» **SHORT PROBLEM A**:
Turn the records into a JSON list of strings, one string per line and no blank lines. Start at the line that has "the red lattice" and stop at the end of the records.

----

Up next is the jazzy, chilly vibes of Beautiful, the verses are sublime. Vanessa's vocals in the verses remind me of Shirley Manson, which leads into a angst 'Stop and Stare, and look at me. Make me beautiful, like I used to be, chorus. Chilling. This song is great here, but live it becomes something else - Hauntingly amazing.

 

Bringing the groove back up is 'Heartattack', the band deliver a slow burning belter of a song. Which leads straight to the band's  new video 'Move Your Deriere' which was recently released. The song is a great introduction to the band. Which has one, shaking my derriere with delight.

 

 

But however great the last four songs have been, my flat out favourite song here is the achingly gorgeous 'Safe'. This song is now one of my all-time favourite songs and means the world to me and live it becomes something else. It was this song which made me fall in love the the band in the first place. Here the impassioned and powerful vocals of Vanessa, blend with the emotive and expressive guitars and drums.

 

After such a roller coaster of emotions from a song, the band deliver an interlude, that was previously titled 'Acousticness'. which even though it is an instrumental, highlights the musicianship within the band.

 

Last up with have the affectingly titled 'Candyfloss Sandwich' which begins with the dulcet tones of Vanessa and some effective jazz chords, before kicking with some no nonsense groove riff-age.

 

This mini album is so big in sound and talent, you'd be forgiven if a big named band were behind it, but no, this album is a band, showing that they've got what it takes and able to make the move in to the big league.

----

» **SHORT PROBLEM B**:
Shorten the paragraph of the album review that starts with "But however great the last four songs have been" into a brief bulleted list that keeps its main facts.

Data pulled from a collection:
----

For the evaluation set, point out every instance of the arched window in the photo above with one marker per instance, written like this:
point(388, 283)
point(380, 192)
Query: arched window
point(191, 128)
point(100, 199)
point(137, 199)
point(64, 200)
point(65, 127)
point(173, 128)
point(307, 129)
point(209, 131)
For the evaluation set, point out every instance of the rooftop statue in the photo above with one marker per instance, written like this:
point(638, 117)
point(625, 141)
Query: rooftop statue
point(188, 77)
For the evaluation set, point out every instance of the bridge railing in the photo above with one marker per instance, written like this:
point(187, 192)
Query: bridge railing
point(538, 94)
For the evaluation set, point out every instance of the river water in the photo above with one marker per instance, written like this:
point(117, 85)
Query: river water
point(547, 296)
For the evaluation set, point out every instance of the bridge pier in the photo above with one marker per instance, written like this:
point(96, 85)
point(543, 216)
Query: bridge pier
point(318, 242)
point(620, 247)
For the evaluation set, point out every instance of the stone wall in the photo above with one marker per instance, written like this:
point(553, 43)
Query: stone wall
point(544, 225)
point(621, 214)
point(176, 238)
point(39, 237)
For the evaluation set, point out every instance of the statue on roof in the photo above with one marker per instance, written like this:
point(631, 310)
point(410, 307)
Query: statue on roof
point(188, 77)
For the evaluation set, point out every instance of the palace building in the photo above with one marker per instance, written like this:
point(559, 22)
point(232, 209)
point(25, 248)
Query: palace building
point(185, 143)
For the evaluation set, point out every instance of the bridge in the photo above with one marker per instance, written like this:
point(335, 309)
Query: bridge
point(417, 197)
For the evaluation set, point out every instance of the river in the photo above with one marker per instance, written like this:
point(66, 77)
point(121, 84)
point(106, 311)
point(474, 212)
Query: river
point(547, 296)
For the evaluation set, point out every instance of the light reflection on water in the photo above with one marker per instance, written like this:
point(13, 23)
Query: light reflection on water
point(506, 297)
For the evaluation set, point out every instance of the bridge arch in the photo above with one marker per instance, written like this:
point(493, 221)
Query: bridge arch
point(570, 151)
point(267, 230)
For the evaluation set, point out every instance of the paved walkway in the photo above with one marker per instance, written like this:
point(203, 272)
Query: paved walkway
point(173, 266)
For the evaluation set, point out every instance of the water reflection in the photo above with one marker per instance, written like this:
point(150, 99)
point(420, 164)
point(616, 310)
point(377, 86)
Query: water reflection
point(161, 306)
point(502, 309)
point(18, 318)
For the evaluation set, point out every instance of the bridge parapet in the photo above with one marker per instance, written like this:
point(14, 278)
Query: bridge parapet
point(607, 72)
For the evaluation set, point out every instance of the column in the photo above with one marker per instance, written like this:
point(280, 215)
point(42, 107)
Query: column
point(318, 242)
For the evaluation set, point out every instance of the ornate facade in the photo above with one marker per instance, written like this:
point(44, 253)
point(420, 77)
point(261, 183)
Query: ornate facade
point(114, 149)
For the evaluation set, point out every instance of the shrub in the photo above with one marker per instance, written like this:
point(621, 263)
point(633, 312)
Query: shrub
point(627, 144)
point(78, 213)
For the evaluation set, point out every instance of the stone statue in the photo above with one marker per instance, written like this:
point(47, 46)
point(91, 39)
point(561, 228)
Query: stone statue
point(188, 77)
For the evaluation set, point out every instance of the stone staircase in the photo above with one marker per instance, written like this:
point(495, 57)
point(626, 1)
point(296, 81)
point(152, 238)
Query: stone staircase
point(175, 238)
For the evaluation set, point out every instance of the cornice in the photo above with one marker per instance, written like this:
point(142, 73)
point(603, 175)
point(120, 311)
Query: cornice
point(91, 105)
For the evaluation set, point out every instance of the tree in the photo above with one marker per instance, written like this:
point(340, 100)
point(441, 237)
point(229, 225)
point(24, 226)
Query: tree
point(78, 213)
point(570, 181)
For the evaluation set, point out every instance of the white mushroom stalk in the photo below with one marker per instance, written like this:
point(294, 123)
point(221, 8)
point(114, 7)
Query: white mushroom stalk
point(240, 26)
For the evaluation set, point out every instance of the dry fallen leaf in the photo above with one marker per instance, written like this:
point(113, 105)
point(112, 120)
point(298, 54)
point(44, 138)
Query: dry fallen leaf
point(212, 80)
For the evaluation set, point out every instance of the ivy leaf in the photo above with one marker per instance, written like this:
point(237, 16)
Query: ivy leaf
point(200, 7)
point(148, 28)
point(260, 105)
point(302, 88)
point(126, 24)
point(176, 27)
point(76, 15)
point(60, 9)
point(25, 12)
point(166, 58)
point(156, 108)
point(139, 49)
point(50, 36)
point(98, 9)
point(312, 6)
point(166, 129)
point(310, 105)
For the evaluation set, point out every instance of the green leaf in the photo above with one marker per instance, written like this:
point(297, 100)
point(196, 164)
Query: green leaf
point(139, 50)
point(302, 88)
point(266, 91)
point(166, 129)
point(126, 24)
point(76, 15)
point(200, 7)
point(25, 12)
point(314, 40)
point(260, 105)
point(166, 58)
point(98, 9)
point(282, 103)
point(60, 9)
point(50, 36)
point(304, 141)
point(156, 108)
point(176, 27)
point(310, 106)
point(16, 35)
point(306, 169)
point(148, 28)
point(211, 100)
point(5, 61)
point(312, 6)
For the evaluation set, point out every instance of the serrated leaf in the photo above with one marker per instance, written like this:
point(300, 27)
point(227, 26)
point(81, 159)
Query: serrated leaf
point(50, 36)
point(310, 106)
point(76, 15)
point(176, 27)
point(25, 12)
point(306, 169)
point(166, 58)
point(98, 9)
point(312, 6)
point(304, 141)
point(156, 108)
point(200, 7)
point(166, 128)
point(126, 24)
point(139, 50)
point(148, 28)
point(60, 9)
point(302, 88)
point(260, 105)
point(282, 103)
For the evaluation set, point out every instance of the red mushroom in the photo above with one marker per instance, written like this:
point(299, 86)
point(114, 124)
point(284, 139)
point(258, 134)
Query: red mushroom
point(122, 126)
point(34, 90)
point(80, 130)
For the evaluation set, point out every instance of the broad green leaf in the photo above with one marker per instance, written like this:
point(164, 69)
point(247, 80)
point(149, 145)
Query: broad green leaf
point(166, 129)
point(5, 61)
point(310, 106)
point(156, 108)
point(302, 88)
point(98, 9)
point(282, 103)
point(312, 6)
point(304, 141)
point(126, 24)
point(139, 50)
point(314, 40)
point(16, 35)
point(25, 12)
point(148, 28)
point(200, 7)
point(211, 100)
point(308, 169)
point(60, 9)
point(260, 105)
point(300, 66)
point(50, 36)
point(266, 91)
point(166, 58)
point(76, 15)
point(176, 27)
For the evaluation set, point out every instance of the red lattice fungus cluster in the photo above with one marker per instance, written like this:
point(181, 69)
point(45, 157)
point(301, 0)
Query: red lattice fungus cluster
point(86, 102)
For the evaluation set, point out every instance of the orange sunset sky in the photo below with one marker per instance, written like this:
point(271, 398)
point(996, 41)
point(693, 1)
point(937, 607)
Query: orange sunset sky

----

» **EXERCISE SOLUTION A**:
[
  "For the evaluation set, point out every instance of the red lattice fungus cluster in the photo above with one marker per instance, written like this:",
  "point(181, 69)",
  "point(45, 157)",
  "point(301, 0)",
  "Query: red lattice fungus cluster",
  "point(86, 102)",
  "For the evaluation set, point out every instance of the orange sunset sky in the photo below with one marker per instance, written like this:",
  "point(271, 398)",
  "point(996, 41)",
  "point(693, 1)",
  "point(937, 607)",
  "Query: orange sunset sky"
]

» **EXERCISE SOLUTION B**:
- 'Safe' is the writer's top favorite song here and now one of their all-time favorites.
- It means the world to the writer and becomes something else live.
- This song first made the writer fall in love with the band.
- Vanessa's impassioned, powerful vocals blend with emotive, expressive guitars and drums.